**Stored items from a collection**:

■ ■ ■ ■

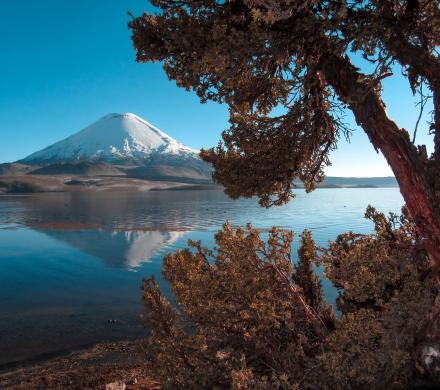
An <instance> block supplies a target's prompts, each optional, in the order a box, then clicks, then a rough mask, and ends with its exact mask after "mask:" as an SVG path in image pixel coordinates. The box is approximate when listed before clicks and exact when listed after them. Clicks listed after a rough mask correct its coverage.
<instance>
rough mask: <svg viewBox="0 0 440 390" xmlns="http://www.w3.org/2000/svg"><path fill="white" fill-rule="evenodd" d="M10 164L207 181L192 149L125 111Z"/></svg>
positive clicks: (112, 116)
mask: <svg viewBox="0 0 440 390" xmlns="http://www.w3.org/2000/svg"><path fill="white" fill-rule="evenodd" d="M23 167H24V168H26V170H25V171H24V168H23ZM12 168H14V169H15V171H19V170H20V172H21V171H24V172H25V173H27V174H30V175H80V176H126V177H129V178H141V179H149V180H173V181H176V180H177V181H185V182H188V181H190V182H194V181H197V182H200V181H210V180H211V167H210V165H209V164H207V163H205V162H204V161H202V160H201V159H200V157H199V155H198V152H197V151H196V150H194V149H191V148H190V147H188V146H186V145H184V144H182V143H180V142H178V141H176V140H175V139H174V138H172V137H170V136H169V135H167V134H165V133H164V132H162V131H161V130H159V129H158V128H156V127H154V126H153V125H151V124H150V123H148V122H147V121H145V120H143V119H142V118H139V117H138V116H137V115H135V114H130V113H126V114H109V115H106V116H104V117H103V118H101V119H99V120H98V121H96V122H95V123H93V124H92V125H90V126H88V127H86V128H85V129H83V130H81V131H79V132H78V133H76V134H73V135H71V136H70V137H68V138H66V139H64V140H62V141H59V142H57V143H55V144H53V145H50V146H48V147H47V148H45V149H42V150H40V151H38V152H35V153H32V154H31V155H29V156H28V157H26V158H24V159H23V160H20V161H18V162H17V163H15V164H12ZM12 168H11V167H3V170H4V171H5V170H6V171H11V169H12ZM1 172H2V167H1V166H0V174H1Z"/></svg>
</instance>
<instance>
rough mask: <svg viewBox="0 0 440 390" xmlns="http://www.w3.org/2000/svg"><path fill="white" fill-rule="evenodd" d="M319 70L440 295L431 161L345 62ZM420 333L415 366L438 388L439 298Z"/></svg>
mask: <svg viewBox="0 0 440 390" xmlns="http://www.w3.org/2000/svg"><path fill="white" fill-rule="evenodd" d="M321 69H322V70H321V73H322V75H321V76H322V77H323V79H324V80H325V81H326V82H328V83H329V84H330V85H331V86H332V87H333V88H334V90H335V91H336V93H337V94H338V96H339V97H340V99H341V100H342V101H343V102H344V103H346V104H347V105H348V106H349V107H350V109H351V110H352V111H353V113H354V115H355V118H356V121H357V123H358V125H359V126H361V127H362V128H363V129H364V131H365V132H366V133H367V135H368V137H369V139H370V141H371V142H372V144H373V145H374V147H375V148H376V150H380V151H381V152H382V154H383V155H384V157H385V158H386V160H387V161H388V164H389V165H390V167H391V169H392V170H393V172H394V174H395V176H396V179H397V181H398V184H399V187H400V191H401V193H402V195H403V198H404V200H405V202H406V205H407V207H408V210H409V212H410V213H411V216H412V218H413V219H414V221H415V224H416V226H417V229H418V231H419V233H420V235H421V236H422V237H423V241H424V246H425V248H426V251H427V253H428V256H429V259H430V261H431V264H432V267H433V269H434V271H435V272H436V274H437V283H438V285H439V290H440V213H439V206H440V205H439V197H438V193H437V192H436V176H437V175H438V174H440V172H439V171H438V169H437V167H438V163H437V161H435V159H434V161H429V160H428V158H427V155H426V151H425V149H424V148H419V149H417V148H416V147H415V146H414V145H413V144H412V143H411V141H410V139H409V135H408V132H407V131H406V130H405V129H400V128H399V127H398V126H397V125H396V123H395V122H394V121H392V120H391V119H390V118H388V116H387V114H386V110H385V106H384V104H383V102H382V101H381V99H380V95H379V93H377V92H376V91H375V85H372V84H371V80H370V79H368V78H365V77H364V76H363V75H362V74H360V73H359V72H358V71H357V70H356V68H355V67H354V66H353V65H352V64H351V63H350V61H349V60H348V59H347V58H340V57H337V56H329V57H327V58H325V59H324V61H323V63H322V68H321ZM423 333H424V334H423V335H422V341H421V343H420V345H418V346H417V354H418V356H417V357H418V363H419V364H418V367H419V369H420V370H424V371H425V372H426V373H429V374H430V375H431V376H432V377H433V378H434V379H436V380H437V381H438V383H440V295H439V296H438V297H437V299H436V300H435V302H434V305H433V308H432V312H431V313H430V315H429V318H427V321H426V326H425V327H424V328H423Z"/></svg>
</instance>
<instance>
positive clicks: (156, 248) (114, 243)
mask: <svg viewBox="0 0 440 390" xmlns="http://www.w3.org/2000/svg"><path fill="white" fill-rule="evenodd" d="M38 230H39V231H41V232H44V233H45V234H47V235H49V236H50V237H53V238H56V239H57V240H60V241H64V242H66V243H68V244H69V245H71V246H73V247H75V248H77V249H79V250H81V251H82V252H84V253H87V254H89V255H92V256H95V257H98V258H99V259H101V260H102V261H103V262H104V263H105V264H107V265H108V266H110V267H124V268H128V269H135V268H137V267H139V266H141V265H142V264H143V263H146V262H148V261H151V259H152V257H154V256H155V255H157V254H159V253H160V251H161V250H162V249H164V248H166V247H168V246H170V245H172V244H173V243H174V242H176V241H177V240H178V239H179V238H180V237H183V236H184V235H185V233H186V232H180V231H177V232H176V231H157V230H153V231H139V230H135V231H108V230H89V229H85V230H57V229H38Z"/></svg>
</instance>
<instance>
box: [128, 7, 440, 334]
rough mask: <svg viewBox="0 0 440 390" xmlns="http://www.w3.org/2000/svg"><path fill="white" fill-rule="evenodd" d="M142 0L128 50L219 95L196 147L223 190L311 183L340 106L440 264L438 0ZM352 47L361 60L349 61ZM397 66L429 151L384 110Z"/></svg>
mask: <svg viewBox="0 0 440 390" xmlns="http://www.w3.org/2000/svg"><path fill="white" fill-rule="evenodd" d="M151 3H152V4H153V5H154V6H156V7H157V11H158V12H157V13H155V14H147V13H146V14H144V15H142V16H140V17H137V18H134V19H133V20H132V21H131V22H130V28H131V30H132V33H133V35H132V40H133V44H134V47H135V49H136V59H137V61H139V62H146V61H161V62H162V63H163V66H164V70H165V72H166V73H167V75H168V77H169V78H170V79H172V80H175V81H176V83H177V85H178V86H180V87H184V88H186V89H187V90H193V91H195V92H196V93H197V95H198V96H199V97H200V99H201V101H202V102H205V101H207V100H214V101H217V102H224V103H226V104H228V106H229V108H230V123H231V125H230V128H229V129H227V130H226V131H225V132H224V133H223V136H222V142H221V143H220V144H219V145H218V147H216V148H212V149H210V150H206V151H203V152H202V157H203V158H204V159H205V160H206V161H209V162H211V163H212V164H213V166H214V168H215V171H214V179H215V180H216V181H217V182H220V183H222V184H223V185H224V186H225V190H226V192H227V193H228V194H229V195H230V196H231V197H234V198H236V197H239V196H244V197H251V196H255V195H256V196H258V197H259V198H260V202H261V204H262V205H264V206H270V205H273V204H280V203H283V202H286V201H288V200H289V199H290V198H291V197H292V196H293V193H292V190H293V188H294V185H293V183H294V180H295V179H299V180H301V181H303V182H304V184H305V187H306V189H307V190H313V189H314V188H315V187H316V185H317V184H319V183H320V182H321V181H322V180H323V178H324V168H325V167H326V166H327V165H328V164H329V163H330V160H329V156H330V153H331V151H332V150H334V149H335V148H336V146H337V143H338V141H339V139H340V138H341V137H342V138H344V137H349V135H350V129H348V128H347V127H346V126H345V125H344V121H343V115H342V113H343V112H344V111H343V110H345V109H348V110H351V111H352V112H353V114H354V117H355V119H356V122H357V124H358V125H359V126H360V127H362V129H363V130H364V131H365V132H366V134H367V135H368V138H369V140H370V141H371V143H372V144H373V146H374V148H375V149H376V150H379V151H381V152H382V153H383V155H384V156H385V158H386V159H387V162H388V163H389V164H390V166H391V168H392V169H393V172H394V174H395V176H396V179H397V181H398V183H399V186H400V189H401V192H402V195H403V197H404V199H405V202H406V204H407V206H408V208H409V210H410V212H411V215H412V217H413V218H414V222H415V223H416V226H417V228H418V231H419V233H420V234H422V235H423V236H424V245H425V248H426V250H427V252H428V254H429V256H430V258H431V261H432V262H433V264H436V268H437V270H438V272H440V252H439V251H438V248H439V247H440V198H439V196H440V195H439V194H440V180H439V178H440V174H439V172H440V171H439V168H440V76H439V75H440V57H439V53H438V47H439V43H440V8H439V4H438V1H433V0H383V1H382V0H380V1H379V0H369V1H362V0H342V1H341V0H328V1H316V0H304V1H297V0H264V1H263V0H230V1H216V0H206V1H200V0H179V1H176V0H152V1H151ZM352 53H355V55H356V56H357V57H363V58H364V59H365V61H366V63H367V64H369V65H368V66H365V67H363V69H362V70H361V69H359V68H358V67H356V66H355V65H354V64H353V63H352V61H351V59H350V58H353V56H350V55H351V54H352ZM396 66H400V67H401V69H402V70H403V73H404V75H405V77H406V78H407V80H408V82H409V85H410V87H411V89H412V91H413V93H414V95H416V94H418V93H420V94H421V96H420V99H421V100H422V101H425V102H426V100H429V101H430V102H431V103H432V107H433V115H432V120H431V121H430V123H429V126H428V127H429V131H430V132H431V133H432V134H433V136H434V152H433V153H432V154H431V155H430V156H428V154H427V152H426V147H425V146H424V145H419V146H417V145H415V142H413V141H412V140H415V134H414V135H411V134H410V131H408V130H406V129H403V128H401V127H399V126H398V125H397V124H396V123H395V122H394V121H393V120H391V119H390V118H389V117H388V115H387V112H386V108H385V103H384V102H383V101H382V86H381V81H382V80H383V79H384V78H387V77H392V76H393V71H394V69H396ZM422 86H424V87H425V89H424V90H425V91H429V92H427V93H426V94H423V93H422V92H421V91H422ZM418 100H419V99H418ZM425 131H426V130H425ZM439 302H440V299H439ZM439 305H440V303H439ZM436 310H437V309H436ZM437 311H438V313H439V317H440V306H439V307H438V310H437ZM439 338H440V330H439Z"/></svg>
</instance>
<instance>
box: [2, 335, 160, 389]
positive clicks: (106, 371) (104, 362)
mask: <svg viewBox="0 0 440 390" xmlns="http://www.w3.org/2000/svg"><path fill="white" fill-rule="evenodd" d="M114 382H120V383H124V384H125V386H126V387H125V389H126V390H130V389H146V390H148V389H151V390H152V389H160V386H159V383H158V382H156V381H154V380H153V379H151V378H149V377H148V373H147V370H146V368H145V366H144V365H143V363H142V357H141V355H140V348H139V345H138V343H137V342H120V343H112V344H99V345H96V346H94V347H93V348H90V349H87V350H82V351H78V352H72V353H70V354H69V355H66V356H62V357H58V358H54V359H50V360H47V361H42V362H39V363H35V364H32V365H23V366H17V367H16V368H9V369H3V370H0V389H16V390H31V389H32V390H34V389H45V390H46V389H48V390H52V389H71V390H73V389H106V385H108V384H110V383H114Z"/></svg>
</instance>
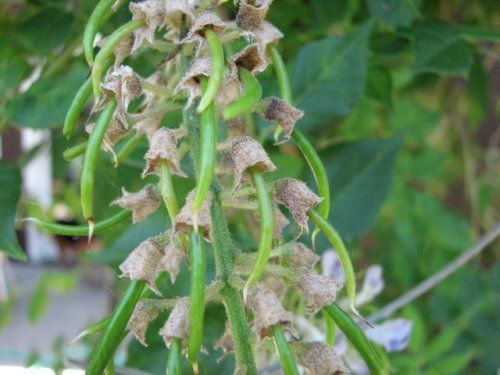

■ ■ ■ ■

**YOUR OBJECTIVE**:
What is needed is the exact run of lines from the start of the data through the line with "164L207 181L192 149L125", both ends included, minus the pictures.

**EXERCISE OUTPUT**:
An <instance> block supplies a target's prompts, each optional, in the order a box, then clicks, then a rough mask, and ends with its exact mask after "mask:" as an SVG path in image pixel coordinates. The box is approximate when listed before clicks and exact when listed after them. Clicks listed after a rough mask correct its coverage.
<instance>
rough mask: <svg viewBox="0 0 440 390" xmlns="http://www.w3.org/2000/svg"><path fill="white" fill-rule="evenodd" d="M10 164L207 181L192 149L125 111Z"/></svg>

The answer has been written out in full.